----- Data supplied -----
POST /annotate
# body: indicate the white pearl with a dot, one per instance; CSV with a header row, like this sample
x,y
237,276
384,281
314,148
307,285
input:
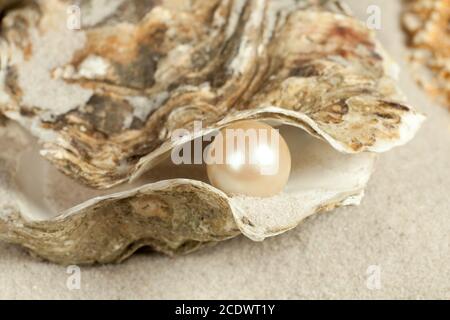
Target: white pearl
x,y
249,158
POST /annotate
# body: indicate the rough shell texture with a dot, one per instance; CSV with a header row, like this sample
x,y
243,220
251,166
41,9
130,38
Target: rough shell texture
x,y
427,23
104,108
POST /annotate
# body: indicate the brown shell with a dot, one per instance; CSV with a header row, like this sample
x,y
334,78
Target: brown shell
x,y
103,102
105,105
427,23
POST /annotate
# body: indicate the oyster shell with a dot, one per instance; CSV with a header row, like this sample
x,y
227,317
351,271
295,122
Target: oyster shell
x,y
105,107
172,210
103,110
427,25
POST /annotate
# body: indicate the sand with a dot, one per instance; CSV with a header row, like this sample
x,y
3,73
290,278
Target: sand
x,y
395,245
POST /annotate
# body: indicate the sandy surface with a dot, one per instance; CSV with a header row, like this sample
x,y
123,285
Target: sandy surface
x,y
402,228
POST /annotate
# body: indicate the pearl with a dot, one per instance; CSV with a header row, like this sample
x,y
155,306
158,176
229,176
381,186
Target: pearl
x,y
249,158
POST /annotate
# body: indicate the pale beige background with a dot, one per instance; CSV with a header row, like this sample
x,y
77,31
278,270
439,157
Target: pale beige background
x,y
403,226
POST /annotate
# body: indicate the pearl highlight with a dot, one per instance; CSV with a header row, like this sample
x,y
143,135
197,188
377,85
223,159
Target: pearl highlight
x,y
249,158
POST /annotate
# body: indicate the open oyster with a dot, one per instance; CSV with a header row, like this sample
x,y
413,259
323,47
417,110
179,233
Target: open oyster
x,y
101,103
427,23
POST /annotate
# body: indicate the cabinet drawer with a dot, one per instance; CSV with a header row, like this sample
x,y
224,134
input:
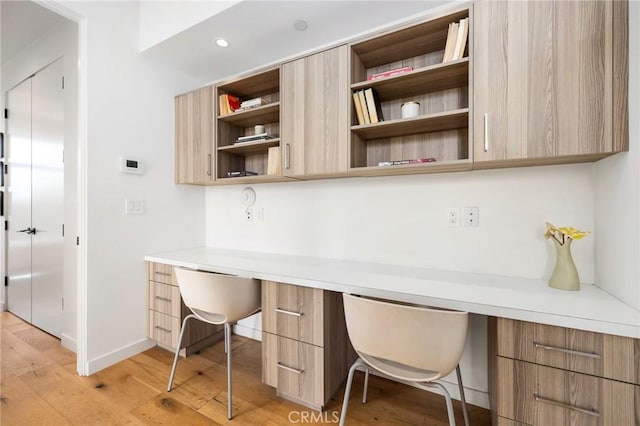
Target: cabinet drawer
x,y
539,395
164,298
598,354
159,272
295,368
293,311
164,329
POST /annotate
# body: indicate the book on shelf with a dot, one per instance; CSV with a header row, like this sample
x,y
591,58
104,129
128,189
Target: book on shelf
x,y
389,73
228,103
373,105
363,105
241,173
412,161
358,107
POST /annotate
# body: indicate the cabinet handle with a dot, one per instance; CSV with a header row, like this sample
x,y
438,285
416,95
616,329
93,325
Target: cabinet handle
x,y
486,132
287,156
566,351
589,411
292,313
293,370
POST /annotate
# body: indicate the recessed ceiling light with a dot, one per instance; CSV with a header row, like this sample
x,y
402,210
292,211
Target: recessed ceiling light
x,y
300,25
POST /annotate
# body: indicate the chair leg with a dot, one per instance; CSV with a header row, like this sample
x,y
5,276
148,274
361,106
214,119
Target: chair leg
x,y
227,345
462,399
366,386
175,358
347,390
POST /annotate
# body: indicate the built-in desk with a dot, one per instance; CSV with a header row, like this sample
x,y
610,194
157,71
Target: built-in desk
x,y
526,316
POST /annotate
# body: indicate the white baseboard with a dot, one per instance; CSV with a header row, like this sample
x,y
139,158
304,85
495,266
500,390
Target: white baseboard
x,y
69,343
118,355
251,333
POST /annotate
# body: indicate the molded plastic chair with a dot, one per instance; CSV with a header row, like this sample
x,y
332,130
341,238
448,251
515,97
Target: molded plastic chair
x,y
216,299
408,344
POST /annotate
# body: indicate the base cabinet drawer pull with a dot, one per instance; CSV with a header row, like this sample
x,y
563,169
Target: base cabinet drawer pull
x,y
566,351
286,367
590,412
292,313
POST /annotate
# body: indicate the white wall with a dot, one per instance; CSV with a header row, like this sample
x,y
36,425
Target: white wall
x,y
162,20
618,195
129,112
59,41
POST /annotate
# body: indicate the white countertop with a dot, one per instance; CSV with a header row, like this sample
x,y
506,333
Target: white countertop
x,y
518,298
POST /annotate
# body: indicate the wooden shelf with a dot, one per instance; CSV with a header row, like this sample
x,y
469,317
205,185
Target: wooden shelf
x,y
449,120
250,147
261,115
434,78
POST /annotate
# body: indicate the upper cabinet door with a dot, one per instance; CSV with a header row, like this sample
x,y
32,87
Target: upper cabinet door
x,y
315,114
194,137
544,81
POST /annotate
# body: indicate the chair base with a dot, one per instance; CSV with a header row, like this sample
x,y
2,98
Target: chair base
x,y
359,364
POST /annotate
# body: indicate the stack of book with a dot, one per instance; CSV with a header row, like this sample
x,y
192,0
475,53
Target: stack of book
x,y
367,106
252,103
456,40
253,138
413,161
228,103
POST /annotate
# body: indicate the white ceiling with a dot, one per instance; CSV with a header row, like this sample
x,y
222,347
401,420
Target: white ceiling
x,y
22,23
261,32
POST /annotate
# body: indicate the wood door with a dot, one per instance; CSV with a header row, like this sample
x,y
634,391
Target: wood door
x,y
194,137
315,114
543,80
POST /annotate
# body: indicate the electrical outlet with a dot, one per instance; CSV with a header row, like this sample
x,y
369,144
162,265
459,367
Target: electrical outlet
x,y
470,217
453,217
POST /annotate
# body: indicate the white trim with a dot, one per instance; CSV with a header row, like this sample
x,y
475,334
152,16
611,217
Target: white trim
x,y
113,357
69,343
251,333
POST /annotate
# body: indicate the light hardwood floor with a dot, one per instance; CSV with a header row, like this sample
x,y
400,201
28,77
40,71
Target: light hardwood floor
x,y
39,386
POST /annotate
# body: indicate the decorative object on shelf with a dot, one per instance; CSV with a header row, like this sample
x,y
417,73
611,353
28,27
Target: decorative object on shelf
x,y
565,275
410,109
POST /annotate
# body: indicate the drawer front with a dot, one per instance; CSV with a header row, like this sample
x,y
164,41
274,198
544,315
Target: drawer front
x,y
538,395
293,311
164,329
161,273
295,368
602,355
164,298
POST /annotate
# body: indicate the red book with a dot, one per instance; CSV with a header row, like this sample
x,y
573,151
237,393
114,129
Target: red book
x,y
389,73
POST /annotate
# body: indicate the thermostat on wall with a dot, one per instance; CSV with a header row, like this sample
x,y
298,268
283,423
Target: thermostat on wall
x,y
131,165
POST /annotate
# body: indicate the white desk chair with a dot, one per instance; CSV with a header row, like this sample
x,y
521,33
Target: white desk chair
x,y
216,299
408,344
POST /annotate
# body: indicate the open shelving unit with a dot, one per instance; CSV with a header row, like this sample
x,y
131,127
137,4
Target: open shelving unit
x,y
441,130
233,156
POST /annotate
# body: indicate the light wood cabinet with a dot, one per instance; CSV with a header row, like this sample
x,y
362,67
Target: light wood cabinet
x,y
167,311
315,114
306,352
194,130
546,78
554,375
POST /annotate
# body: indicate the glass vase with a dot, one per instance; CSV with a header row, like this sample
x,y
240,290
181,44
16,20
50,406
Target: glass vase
x,y
565,275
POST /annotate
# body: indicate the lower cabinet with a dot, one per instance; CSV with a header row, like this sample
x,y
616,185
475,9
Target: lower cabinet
x,y
546,375
166,312
306,353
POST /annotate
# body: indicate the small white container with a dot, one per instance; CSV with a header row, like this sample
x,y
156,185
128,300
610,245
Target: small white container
x,y
410,109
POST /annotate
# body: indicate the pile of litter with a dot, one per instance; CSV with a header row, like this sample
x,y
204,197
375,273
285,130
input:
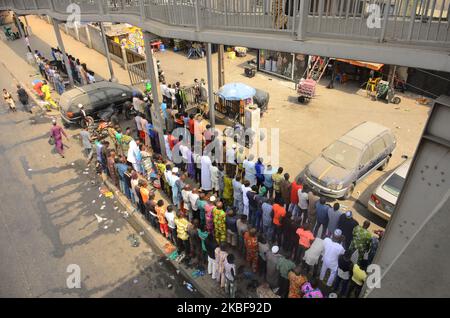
-----
• _What is expected_: I'd like the records above given again exactly, please, without the pictures.

• _Response to this task_:
POST /annotate
# body: indicate the white pearl with a dot, one per instance; CSV with a header row, like this sample
x,y
237,276
384,281
314,148
307,285
input:
Target: white pearl
x,y
249,158
POST /annotate
# body: indicate the rough shell texture with a dot, one per instance; CSV with a header row, like this sample
x,y
243,220
251,166
41,9
130,38
Target: rough shell texture
x,y
427,23
104,108
POST /annotate
# body: indicate the brown shell with a dot, one per instance; CSV with a header row, like this sample
x,y
334,78
Target: brown shell
x,y
103,102
105,105
427,23
POST /annotate
# body: indicate the oyster shell with a dot, one per instance; CSV with a header row, like this sample
x,y
227,317
351,271
295,122
Target: oyster shell
x,y
105,107
172,210
103,110
427,25
POST /annotate
# body: indicate the sand with a dot, one per instance; CSV with a header row, like this sample
x,y
3,73
290,278
Target: sand
x,y
395,245
POST /annotate
# body: indicate the sandy surface with a dot, one per instance; CSV with a header row, like this sample
x,y
123,285
Target: sandy surface
x,y
402,228
POST /annotate
# body: indicate the pearl with a dot, one per instance; CSV with a header row, like this sample
x,y
155,306
158,176
229,176
381,186
Target: pearl
x,y
249,158
POST /annotate
# body: indicate the pale beige background with a dot, one per instance; CSV with a header row, like this sample
x,y
77,31
278,270
439,157
Target: pale beige background
x,y
403,226
POST /annotate
# body: indicate the pearl highlight with a dot, one per instance; CSV with a header row, like this sample
x,y
143,135
197,188
377,85
223,159
Target: pearl highlight
x,y
249,158
POST /annotate
# body: indicate the open oyster with a dot, one per instance; CSV with a header row, like this sample
x,y
413,259
323,47
417,110
179,233
Target: open oyster
x,y
101,103
427,23
POST /annotate
# body: indicate the cabinet drawer with a dot, one per instance; CSV with a header row, like this sample
x,y
224,134
input:
Target: cabinet drawer
x,y
539,395
164,298
598,354
159,272
295,368
293,311
164,329
POST /annotate
# body: indicate the book on shelf with a dot, one per instance; CSV with a header row, like this sample
x,y
591,58
104,129
128,189
Target: book on shelf
x,y
389,73
228,103
373,105
363,105
241,173
412,161
358,107
POST /annotate
# body: indicate the cabinet handle with a dot, one per instance; CSV with a header row, like this sample
x,y
438,285
416,95
616,329
93,325
Target: cabinet handle
x,y
486,132
287,156
566,351
589,411
292,313
293,370
POST /annotate
# body: indicate the recessed ceiling light with a dot, one per instance; CSV with a header row, like this sample
x,y
402,210
292,211
Target: recessed ceiling light
x,y
300,25
POST /annotate
# body: indicate the chair leg with a dot, one per instance; CSV with a header row, like this sample
x,y
5,276
148,274
361,106
214,119
Target: chair leg
x,y
227,345
462,399
366,386
175,358
347,390
POST /annotate
# body: indicate the built-in desk with a dot, one per instance; CSV with a header row, like this sample
x,y
610,194
157,71
Target: built-in desk
x,y
526,316
POST /annotate
# body: indicate the white baseboard with a dot, one per instance; CSV with a header row, like this sample
x,y
139,158
304,85
495,266
500,390
Target: white baseboard
x,y
69,343
118,355
251,333
POST /annotate
# body: indicate the molded plastic chair with a dot, one per instance; CSV with a header row, like this sample
x,y
332,130
341,238
448,251
515,97
Target: molded plastic chair
x,y
216,299
408,344
POST /annotate
# body: indicate the base cabinet drawer pull with a dot, one per instance; CSV with a header row, like this sample
x,y
563,169
Target: base cabinet drawer pull
x,y
566,351
286,367
590,412
292,313
POST /annotate
# body: indicate the white wall with a dot, one per instance; CSV with a header row, like this sample
x,y
36,425
Target: white wall
x,y
162,20
618,195
129,112
59,41
POST /annotate
# body: indicate the white countertop with a dot, one per instance; CSV with a header row, like this sample
x,y
506,333
Target: white countertop
x,y
518,298
POST /annotate
# body: indicate the wooden shelf with a dot, one per instance; CSV with a header row, like this sample
x,y
469,317
205,185
Target: wooden shelf
x,y
449,120
250,147
261,115
434,78
POST /annotate
# body: indicate the upper cabinet door with a dot, one per instance; CSV with a header row, like this sample
x,y
32,87
Target: upper cabinet door
x,y
315,114
194,137
544,81
POST /annotate
# body: indicate the chair base with a dot, one per instance; CSV with a header row, like this sample
x,y
2,98
Target: chair base
x,y
359,364
POST /annotate
# body: indicate the stack of book with a dot, one per instance; CSV with a header row, like this sample
x,y
192,0
475,53
Target: stack of book
x,y
367,106
252,103
456,40
253,138
413,161
228,103
POST /annotate
# body: indicate the white ceiling with a dot, one per instance; CSV with a header row, like this sample
x,y
222,347
401,420
Target: white ceiling
x,y
22,23
261,32
POST /annotate
# body: indicate the wood door with a dot, one per instance; CSV with a header row, like this sample
x,y
634,391
Target: wood door
x,y
194,137
315,114
543,80
POST /annotate
# body: indicate the electrical outlet with a dot, one per instance; CSV with a header row, like this sample
x,y
369,144
162,265
459,367
Target: electrical outlet
x,y
470,217
453,217
POST /annotate
# body: indicate the white trim with a dot, one per instance; CSV with a header row, like this sample
x,y
475,334
152,16
611,217
Target: white trim
x,y
113,357
69,343
251,333
POST /annotate
# body: indicate the light hardwood floor with a dot, one per instance; CSV with a header row, like this sample
x,y
400,201
28,77
40,71
Target: light hardwood floor
x,y
39,386
POST /annotate
# body: indicate the decorative object on shelf with a dot, one per instance; CSV with a header row, like this sample
x,y
417,73
611,353
28,27
Target: decorative object on shelf
x,y
565,275
410,109
POST /annotate
# body: indicate the drawer front with a dot, one per instance; CSV with a header row, like this sample
x,y
164,41
274,198
544,315
Target: drawer front
x,y
538,395
293,311
164,329
161,273
295,368
602,355
164,298
POST /annotate
# body: indicate the red book with a dot, one per instance; CSV with a header row, like this sample
x,y
573,151
237,393
114,129
Target: red book
x,y
389,73
POST /annotate
# body: indicate the thermostat on wall with a dot, one per instance; CSV with a header row, like this sample
x,y
298,268
283,423
Target: thermostat on wall
x,y
131,165
POST /annotate
# body: indicate the white desk chair with a dot, one per instance; CSV with a header row, like this sample
x,y
521,33
Target: white desk chair
x,y
216,299
408,344
POST /annotate
# body: indicate the open shelving unit with a dot, one per instance; CSV with a header row, like this sample
x,y
131,127
137,4
Target: open shelving unit
x,y
441,130
233,156
POST /annotate
# body: indicate the light wood cabinet with a dot, one per instance; CSV with a header row, like this sample
x,y
362,67
Target: light wood cabinet
x,y
167,311
315,114
306,352
194,130
546,78
554,375
POST /annotate
# body: indicate the glass vase with a dot, one per instance; CSV with a header row, like this sample
x,y
240,290
181,44
16,20
50,406
Target: glass vase
x,y
565,275
POST /annotate
# body: indicate the lower cabinet with a dot, one per instance; CSV with a header row, like this sample
x,y
616,185
475,9
Target: lower cabinet
x,y
546,375
166,312
306,353
POST /annotate
# body: indicate the small white container with a dot, one per instance; CSV with a header row, like this sample
x,y
156,185
128,300
610,245
Target: small white container
x,y
410,109
POST /annotate
# body: indicate the pile of litter with a dot, one per instance; CSV with a header row, like this sample
x,y
204,197
375,273
285,130
input:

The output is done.